- [Fragmento del documento]:

Esta experiencia radical del español Paul Preciado, de reciente visita en Buenos Aires, no toca a Stephania, ni a Julia, ni a ninguna de las mujeres trans que sufren por el cuerpo equivocado y aspiran a que la forma, con o sin genitales específicos, se estabilice en una vida acorde con lo que sienten de sí mismas. Preciado no las representa; es una variante espectacularmente radicalizada de una teoría o de una vivencia teorizada y consumada en el cuerpo. La masa crítica generada por los estudios de Preciado, que ha experimentado su teorización en su propio cuerpo, forjando una nueva unidad que en cualquier momento puede reformularse, existe en un universo social paralelo al de las personas documentadas por Aldo Garay a lo largo de 20 años. Tienen aproximadamente la misma edad.

Valdría la pena que Stephania, una mujer de mirada alerta, opinara sobre esta afirmación de Judith Butler: “¡La vida no es la identidad! La vida resiste a la idea de la identidad, es necesario admitir la ambigüedad. A menudo la identidad puede ser vital para enfrentar una situación de opresión, pero sería un error utilizarla para no afrontar la complejidad. No puedes saturar la vida con la identidad”. O sobre esta nueva figura que encarna Paul Preciado, que tal vez mañana vuelva a ser Beatriz, como ha anunciado.

Entradas de datos recopiladas:
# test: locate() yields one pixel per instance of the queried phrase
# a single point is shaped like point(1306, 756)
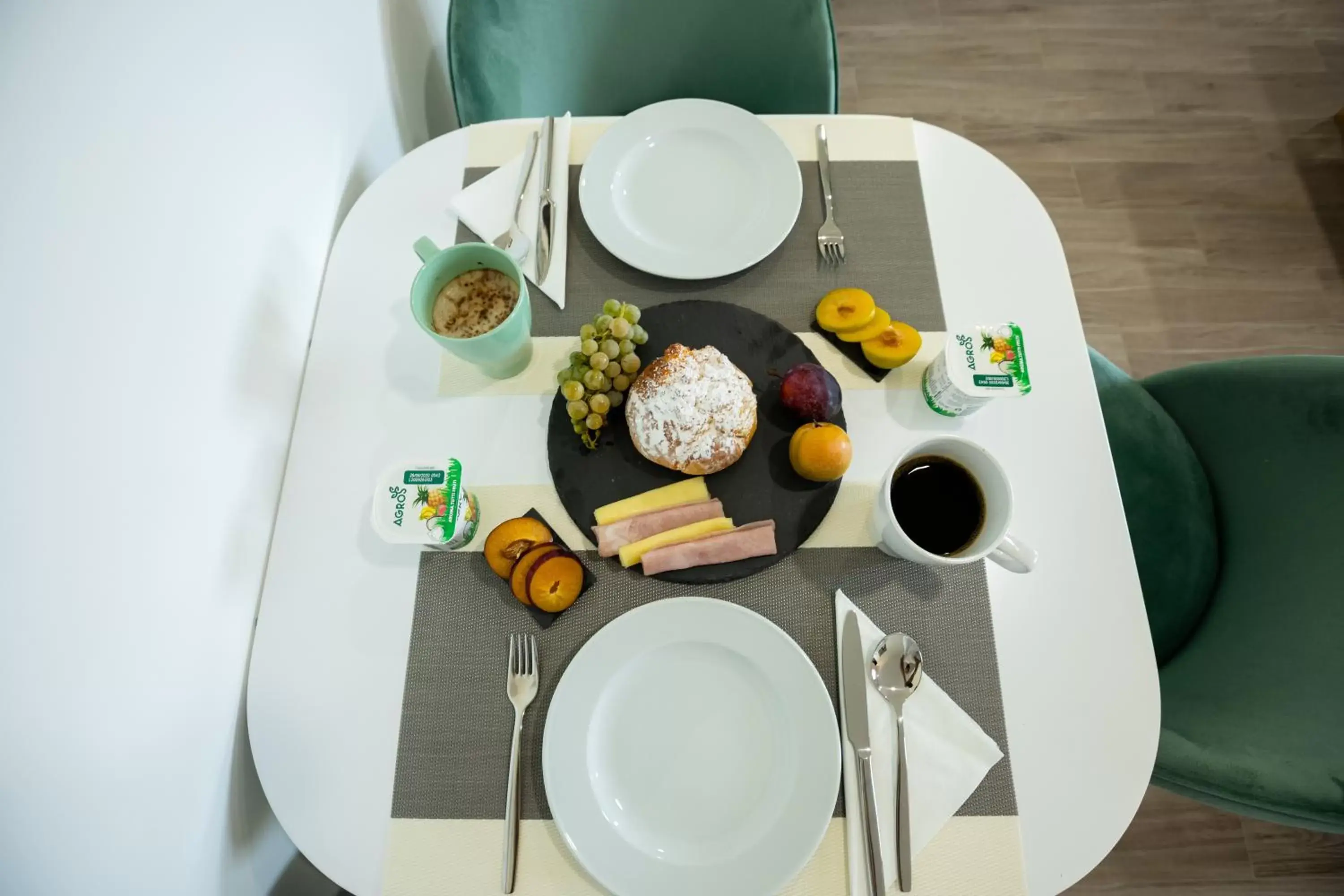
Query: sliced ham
point(613, 536)
point(750, 540)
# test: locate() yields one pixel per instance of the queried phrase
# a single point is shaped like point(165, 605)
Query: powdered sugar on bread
point(691, 410)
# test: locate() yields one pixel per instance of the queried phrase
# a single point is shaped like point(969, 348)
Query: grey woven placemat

- [Tu objetivo]: Reproduce sin cambios la parte del fragmento sobre Paul Preciado que comienza con "Esta experiencia radical" y continúa hasta "la misma edad.".

- [Resultado del ejercicio]:
Esta experiencia radical del español Paul Preciado, de reciente visita en Buenos Aires, no toca a Stephania, ni a Julia, ni a ninguna de las mujeres trans que sufren por el cuerpo equivocado y aspiran a que la forma, con o sin genitales específicos, se estabilice en una vida acorde con lo que sienten de sí mismas. Preciado no las representa; es una variante espectacularmente radicalizada de una teoría o de una vivencia teorizada y consumada en el cuerpo. La masa crítica generada por los estudios de Preciado, que ha experimentado su teorización en su propio cuerpo, forjando una nueva unidad que en cualquier momento puede reformularse, existe en un universo social paralelo al de las personas documentadas por Aldo Garay a lo largo de 20 años. Tienen aproximadamente la misma edad.